UNE Center for Global Humanities presents 'How Texas Changed Sport in America'

The state of Texas isn't exactly known for progressive politics or for leading in the movements to create greater opportunities for women or minorities in the United States. In fact, the middle decades of the last century conjure memories of a Texas entrenched in conservative politics and adhering to the racial hierarchy of the Jim Crow South. And yet, Texas was a leading force of change in the sport industry during this time, ushering in important changes that opened the landscape to women and minorities nationwide.

So will argue scholar Frank Andre Guridy in a lecture at the University of New England Center for Global Humanities when he presents "How Texas Changed Sport in America" on Monday, April 25, at 6 p.m. at Innovation Hall at UNE's Portland Campus.

Input data:
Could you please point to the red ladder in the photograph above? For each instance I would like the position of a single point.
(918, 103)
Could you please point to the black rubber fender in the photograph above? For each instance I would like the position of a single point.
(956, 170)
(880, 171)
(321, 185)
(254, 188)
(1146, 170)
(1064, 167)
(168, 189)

What this exercise asks:
a. Recast the stretch of the listing from the line containing "Could you please point to the black" through the end of the listing as a Markdown table with the columns Row and Listing line. Number each row, and omit any blank lines.
b. Continue the announcement of the lecture on how Texas changed sport in America, starting after its final sentence.
The announcement text and the listing were drawn from unrelated sources.

Task results:
a.
| Row | Listing line |
|---|---|
| 1 | Could you please point to the black rubber fender in the photograph above? For each instance I would like the position of a single point. |
| 2 | (956, 170) |
| 3 | (880, 171) |
| 4 | (321, 185) |
| 5 | (254, 188) |
| 6 | (1146, 170) |
| 7 | (1064, 167) |
| 8 | (168, 189) |

b.
Frank Andre Guridy is an award-winning historian and a professor of History and African American and African Diaspora Studies at Columbia University. His recent book, "The Sports Revolution: How Texas Changed the Culture of American Athletics," was published by the University of Texas Press in 2021. His first book, "Forging Diaspora: Afro-Cubans and African Americans in a World of Empire and Jim Crow," won the Elsa Goveia Book Prize from the Association of Caribbean Historians and the Wesley-Logan Book Prize, conferred by the American Historical Association. He has written and lectured widely on sports and social justice and has received a number of fellowships and awards throughout his career, including the Scholar in Residence Fellowship at the Schomburg Center for Research in Black Culture, the Regents' Outstanding Teaching Award from the University of Texas at Austin, the Ray A. Billington Professorship in American History at Occidental College and the Huntington Library, and the Mark Van Doren Award for Teaching at Columbia.

Guridy's lecture at UNE will tell the story of the decisive role of Texas-based sports entrepreneurs and athletes in the growth of big-time professional and college sports during the revolutionary 1960s and 1970s. His lecture will show how sport and society were changed by the unlikely alliance of entrepreneurs, coaches, and athletes while underscoring the limits of those transformations.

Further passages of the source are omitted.